(Recorded data)
==*==

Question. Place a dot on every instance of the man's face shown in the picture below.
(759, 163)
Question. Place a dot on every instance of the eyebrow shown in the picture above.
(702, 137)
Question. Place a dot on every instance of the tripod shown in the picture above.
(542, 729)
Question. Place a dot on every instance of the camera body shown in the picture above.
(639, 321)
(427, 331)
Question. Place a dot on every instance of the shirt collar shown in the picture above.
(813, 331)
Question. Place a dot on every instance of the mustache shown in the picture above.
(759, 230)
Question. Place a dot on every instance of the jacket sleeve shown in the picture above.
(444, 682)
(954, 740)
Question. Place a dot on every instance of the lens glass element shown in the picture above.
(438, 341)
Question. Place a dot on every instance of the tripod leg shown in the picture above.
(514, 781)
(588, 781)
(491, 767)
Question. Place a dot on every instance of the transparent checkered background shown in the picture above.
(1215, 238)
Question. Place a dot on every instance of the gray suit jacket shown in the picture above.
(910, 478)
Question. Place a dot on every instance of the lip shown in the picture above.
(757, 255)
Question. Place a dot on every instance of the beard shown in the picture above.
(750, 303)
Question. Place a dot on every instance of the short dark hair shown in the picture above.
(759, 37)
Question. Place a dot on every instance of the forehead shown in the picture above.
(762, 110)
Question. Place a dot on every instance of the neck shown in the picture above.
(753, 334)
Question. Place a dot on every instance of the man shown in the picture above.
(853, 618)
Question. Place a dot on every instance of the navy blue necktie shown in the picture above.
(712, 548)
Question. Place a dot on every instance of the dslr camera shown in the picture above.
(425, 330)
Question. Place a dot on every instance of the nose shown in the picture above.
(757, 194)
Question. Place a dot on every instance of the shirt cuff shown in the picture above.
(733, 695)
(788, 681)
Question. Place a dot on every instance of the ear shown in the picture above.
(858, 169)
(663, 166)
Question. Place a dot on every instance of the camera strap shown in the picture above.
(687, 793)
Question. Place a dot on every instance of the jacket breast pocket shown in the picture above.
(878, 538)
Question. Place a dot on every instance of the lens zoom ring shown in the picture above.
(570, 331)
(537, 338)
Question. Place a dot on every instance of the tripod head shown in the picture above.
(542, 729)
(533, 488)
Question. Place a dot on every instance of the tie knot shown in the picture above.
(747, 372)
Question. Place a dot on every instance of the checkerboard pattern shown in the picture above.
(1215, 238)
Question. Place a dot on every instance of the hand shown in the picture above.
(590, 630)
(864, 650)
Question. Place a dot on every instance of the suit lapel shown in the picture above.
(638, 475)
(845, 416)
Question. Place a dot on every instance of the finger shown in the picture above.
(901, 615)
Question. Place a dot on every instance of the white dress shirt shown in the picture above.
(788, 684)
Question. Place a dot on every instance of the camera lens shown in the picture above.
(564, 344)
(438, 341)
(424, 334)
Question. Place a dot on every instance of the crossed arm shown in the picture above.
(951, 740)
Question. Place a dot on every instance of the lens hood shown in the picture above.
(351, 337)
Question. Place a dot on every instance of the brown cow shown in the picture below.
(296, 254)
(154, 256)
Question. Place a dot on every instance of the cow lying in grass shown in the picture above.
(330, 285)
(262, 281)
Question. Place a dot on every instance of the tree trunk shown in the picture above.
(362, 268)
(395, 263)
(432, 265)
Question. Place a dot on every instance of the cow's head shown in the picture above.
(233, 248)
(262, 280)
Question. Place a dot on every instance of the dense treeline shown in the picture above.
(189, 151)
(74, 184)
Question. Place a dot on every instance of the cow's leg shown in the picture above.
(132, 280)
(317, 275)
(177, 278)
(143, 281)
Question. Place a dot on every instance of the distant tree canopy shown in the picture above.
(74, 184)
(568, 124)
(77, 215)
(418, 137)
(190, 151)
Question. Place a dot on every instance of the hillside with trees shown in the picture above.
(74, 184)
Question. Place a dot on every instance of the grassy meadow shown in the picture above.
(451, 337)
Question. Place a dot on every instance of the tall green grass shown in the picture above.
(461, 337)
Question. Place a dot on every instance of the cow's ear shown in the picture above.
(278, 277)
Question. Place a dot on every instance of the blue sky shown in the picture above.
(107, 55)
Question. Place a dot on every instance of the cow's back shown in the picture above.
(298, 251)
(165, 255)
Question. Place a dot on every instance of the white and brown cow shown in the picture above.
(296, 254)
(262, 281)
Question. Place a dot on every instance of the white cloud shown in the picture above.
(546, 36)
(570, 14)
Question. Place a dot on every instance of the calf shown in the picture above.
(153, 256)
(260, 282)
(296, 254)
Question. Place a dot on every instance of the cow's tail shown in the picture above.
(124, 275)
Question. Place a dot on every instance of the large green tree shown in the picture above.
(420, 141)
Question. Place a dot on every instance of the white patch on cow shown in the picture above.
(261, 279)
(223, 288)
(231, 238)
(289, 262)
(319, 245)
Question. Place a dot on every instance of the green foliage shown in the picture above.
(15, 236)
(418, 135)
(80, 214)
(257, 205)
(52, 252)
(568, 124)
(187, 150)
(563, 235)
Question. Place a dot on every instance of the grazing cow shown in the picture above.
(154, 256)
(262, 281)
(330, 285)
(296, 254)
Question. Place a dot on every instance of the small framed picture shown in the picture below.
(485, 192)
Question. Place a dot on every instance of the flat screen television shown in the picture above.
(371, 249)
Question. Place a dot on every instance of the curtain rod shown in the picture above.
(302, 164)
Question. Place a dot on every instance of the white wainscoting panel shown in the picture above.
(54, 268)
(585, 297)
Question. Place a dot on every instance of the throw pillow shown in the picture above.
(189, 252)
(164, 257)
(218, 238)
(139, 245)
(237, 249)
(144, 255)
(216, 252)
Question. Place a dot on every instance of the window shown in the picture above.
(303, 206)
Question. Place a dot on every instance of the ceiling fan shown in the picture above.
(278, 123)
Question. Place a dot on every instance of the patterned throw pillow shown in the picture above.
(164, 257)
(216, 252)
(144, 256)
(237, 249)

==*==

Aim of the task: Write out only those lines that fall between the one containing "Question. Place a dot on every instance of the window" and the end of the entries, the first and last included, exactly as they read.

Task output:
Question. Place a dot on every instance of the window shown in the picture above.
(303, 206)
Question. Place a dot on every instance of the ceiling fan shown in the picture above.
(278, 123)
Question. Place a dot on every instance of the patterned throw pillow shown in the picture above.
(164, 257)
(216, 252)
(144, 256)
(237, 249)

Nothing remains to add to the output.